Your instructions:
Rewrite the records from the line containing "Exercise. Identify the dirt" through the end of the records, keeping every line, including the request. Shift every coordinate in the answers by adding 39 to it.

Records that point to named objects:
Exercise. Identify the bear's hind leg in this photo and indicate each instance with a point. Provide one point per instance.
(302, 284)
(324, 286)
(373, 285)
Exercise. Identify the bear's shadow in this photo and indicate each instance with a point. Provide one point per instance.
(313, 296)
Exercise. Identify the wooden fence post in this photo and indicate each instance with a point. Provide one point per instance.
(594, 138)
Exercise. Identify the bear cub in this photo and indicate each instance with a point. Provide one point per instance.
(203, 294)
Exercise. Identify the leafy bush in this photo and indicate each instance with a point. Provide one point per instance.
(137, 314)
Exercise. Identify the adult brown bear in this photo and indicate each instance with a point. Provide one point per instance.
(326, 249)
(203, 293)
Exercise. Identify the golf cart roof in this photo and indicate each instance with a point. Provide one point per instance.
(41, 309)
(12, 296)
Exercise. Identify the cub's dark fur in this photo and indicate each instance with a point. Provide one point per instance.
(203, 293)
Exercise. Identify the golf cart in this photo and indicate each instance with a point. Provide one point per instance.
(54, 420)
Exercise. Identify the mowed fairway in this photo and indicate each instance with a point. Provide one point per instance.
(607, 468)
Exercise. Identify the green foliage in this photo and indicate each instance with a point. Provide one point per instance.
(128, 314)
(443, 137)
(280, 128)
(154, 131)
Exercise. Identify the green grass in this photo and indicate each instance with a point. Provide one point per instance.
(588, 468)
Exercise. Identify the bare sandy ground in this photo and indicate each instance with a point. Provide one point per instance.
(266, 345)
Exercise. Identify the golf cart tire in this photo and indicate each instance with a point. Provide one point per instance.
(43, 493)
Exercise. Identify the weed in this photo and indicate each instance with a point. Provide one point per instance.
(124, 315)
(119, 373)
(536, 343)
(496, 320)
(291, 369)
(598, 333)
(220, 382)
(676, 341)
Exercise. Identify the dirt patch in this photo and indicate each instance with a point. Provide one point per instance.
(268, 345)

Result of this task:
Exercise. Identify the dirt patch in this photo and indicate each instance with a point. Provide one point per instance.
(307, 384)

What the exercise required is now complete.